Task instructions >> Locate every line in the records below that contains the word "umbel", and copy each such line.

Data rows >>
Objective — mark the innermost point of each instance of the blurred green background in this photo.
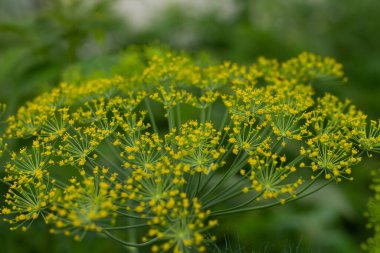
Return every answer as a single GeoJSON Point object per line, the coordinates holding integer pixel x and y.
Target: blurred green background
{"type": "Point", "coordinates": [43, 42]}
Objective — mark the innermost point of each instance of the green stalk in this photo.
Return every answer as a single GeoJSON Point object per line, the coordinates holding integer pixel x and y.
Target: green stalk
{"type": "Point", "coordinates": [151, 115]}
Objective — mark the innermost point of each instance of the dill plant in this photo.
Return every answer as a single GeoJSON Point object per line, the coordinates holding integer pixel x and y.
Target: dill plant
{"type": "Point", "coordinates": [163, 153]}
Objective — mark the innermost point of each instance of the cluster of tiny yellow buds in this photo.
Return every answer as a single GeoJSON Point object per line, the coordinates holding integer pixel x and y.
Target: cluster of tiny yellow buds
{"type": "Point", "coordinates": [164, 149]}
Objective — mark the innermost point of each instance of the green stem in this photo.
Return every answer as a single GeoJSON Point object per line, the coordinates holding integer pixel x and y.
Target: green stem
{"type": "Point", "coordinates": [128, 244]}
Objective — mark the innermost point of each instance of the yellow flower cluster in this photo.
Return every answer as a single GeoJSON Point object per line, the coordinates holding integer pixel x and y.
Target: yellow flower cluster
{"type": "Point", "coordinates": [163, 151]}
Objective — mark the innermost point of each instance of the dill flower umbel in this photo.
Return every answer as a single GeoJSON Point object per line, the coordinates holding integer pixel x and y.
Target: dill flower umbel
{"type": "Point", "coordinates": [163, 151]}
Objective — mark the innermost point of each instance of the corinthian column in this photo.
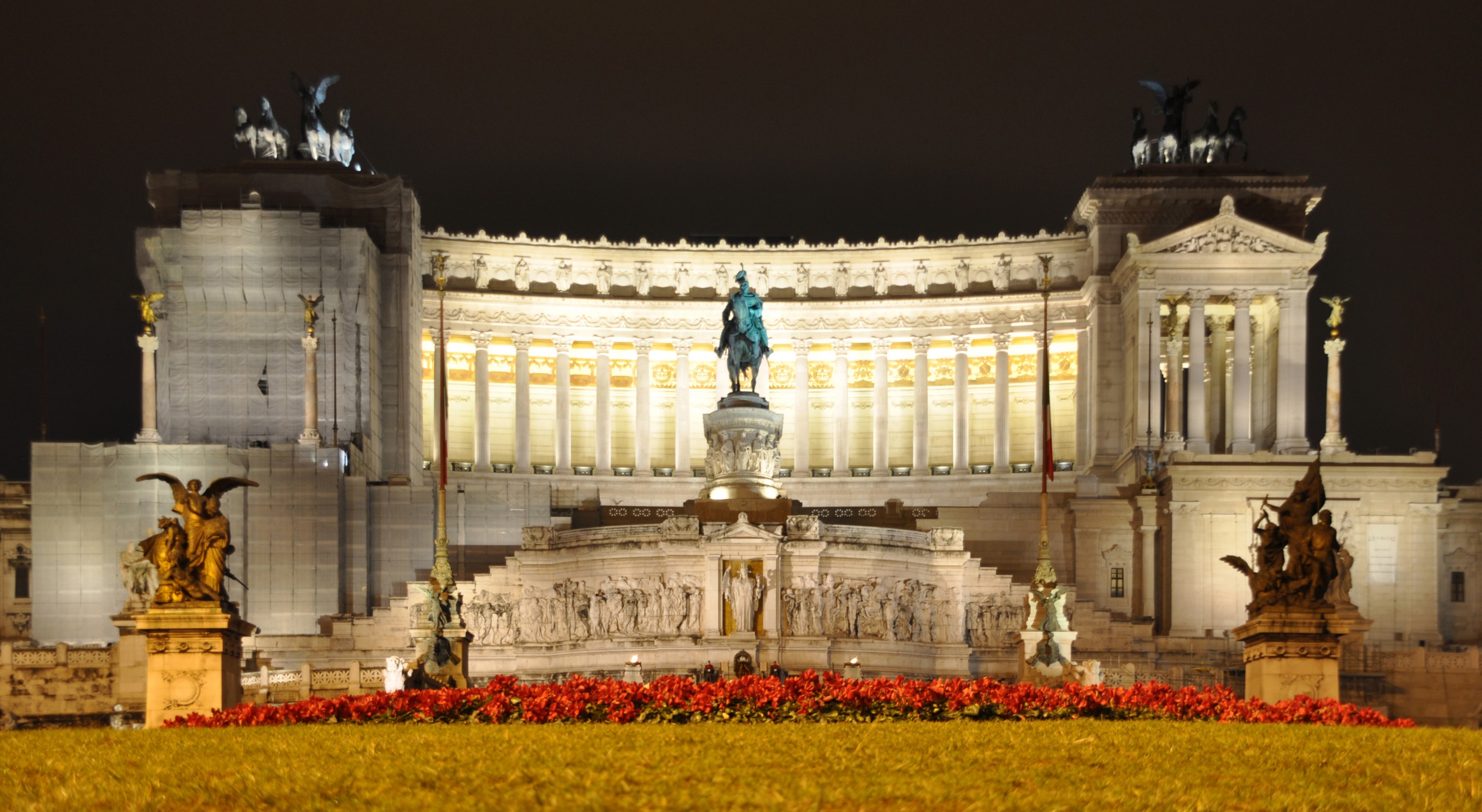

Exercise response >>
Objective — mark the innermost point of each instance of the dill flower umbel in this photo.
Target: dill flower umbel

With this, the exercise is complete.